-- Data provided start --
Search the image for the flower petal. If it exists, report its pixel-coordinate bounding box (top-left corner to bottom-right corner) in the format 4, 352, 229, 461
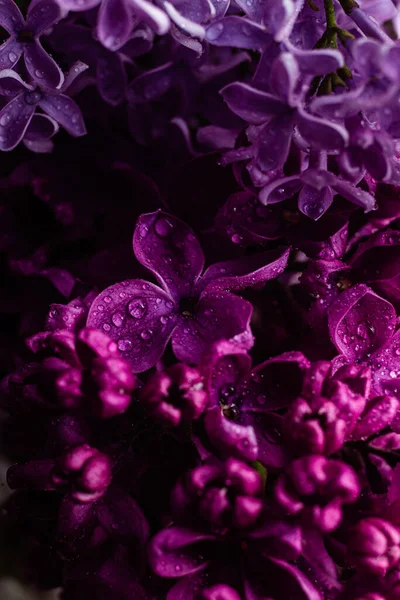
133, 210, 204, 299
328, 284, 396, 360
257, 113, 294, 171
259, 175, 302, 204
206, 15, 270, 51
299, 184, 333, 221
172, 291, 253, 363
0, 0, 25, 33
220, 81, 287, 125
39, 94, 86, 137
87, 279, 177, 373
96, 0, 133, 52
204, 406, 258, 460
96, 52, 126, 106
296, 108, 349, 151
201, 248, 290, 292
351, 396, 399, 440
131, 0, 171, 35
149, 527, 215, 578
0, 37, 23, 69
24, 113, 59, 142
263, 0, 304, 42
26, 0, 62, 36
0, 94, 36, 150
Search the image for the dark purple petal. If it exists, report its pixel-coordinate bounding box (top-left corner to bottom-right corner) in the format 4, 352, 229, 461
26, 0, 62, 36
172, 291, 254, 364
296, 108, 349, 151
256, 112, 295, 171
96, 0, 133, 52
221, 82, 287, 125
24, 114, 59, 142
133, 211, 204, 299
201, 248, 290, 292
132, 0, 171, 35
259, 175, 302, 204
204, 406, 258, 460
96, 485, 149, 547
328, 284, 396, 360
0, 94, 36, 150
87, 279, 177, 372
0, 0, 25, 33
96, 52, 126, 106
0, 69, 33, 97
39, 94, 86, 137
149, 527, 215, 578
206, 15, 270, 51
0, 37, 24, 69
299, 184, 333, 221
-- Data provided end --
**Problem**. Extract the full listing exactly, with the pictures left out.

**Response to the exercise**.
Search the image for the flower petal. If it exists, report its pixel-coordinate bounding box (top-left corner to bottom-right corner) in the format 4, 352, 229, 461
133, 210, 204, 299
328, 284, 396, 360
257, 113, 294, 171
259, 175, 302, 204
206, 15, 270, 51
299, 184, 333, 221
172, 291, 253, 363
0, 0, 25, 33
220, 81, 287, 125
39, 94, 86, 137
87, 279, 177, 373
96, 0, 133, 52
204, 406, 258, 460
96, 52, 126, 106
296, 108, 349, 151
201, 248, 290, 292
351, 396, 399, 440
131, 0, 171, 35
149, 527, 215, 578
0, 37, 23, 69
24, 113, 59, 142
263, 0, 304, 42
26, 0, 62, 36
0, 94, 36, 150
Search the image for the dark purple petal. If it exists, report its pixel-coordinate bounding box (top-left corner to bottom-right corner) in the format 4, 352, 229, 461
26, 0, 62, 36
172, 291, 254, 364
296, 108, 349, 151
256, 112, 295, 171
96, 0, 133, 52
221, 82, 287, 125
24, 114, 59, 142
133, 211, 204, 299
201, 248, 290, 292
132, 0, 171, 35
259, 175, 302, 204
204, 406, 258, 460
96, 485, 149, 547
328, 284, 396, 360
0, 94, 36, 150
87, 279, 177, 372
0, 0, 25, 33
96, 52, 126, 106
0, 69, 33, 97
39, 94, 86, 137
149, 527, 215, 578
206, 15, 270, 51
0, 37, 24, 69
299, 184, 333, 221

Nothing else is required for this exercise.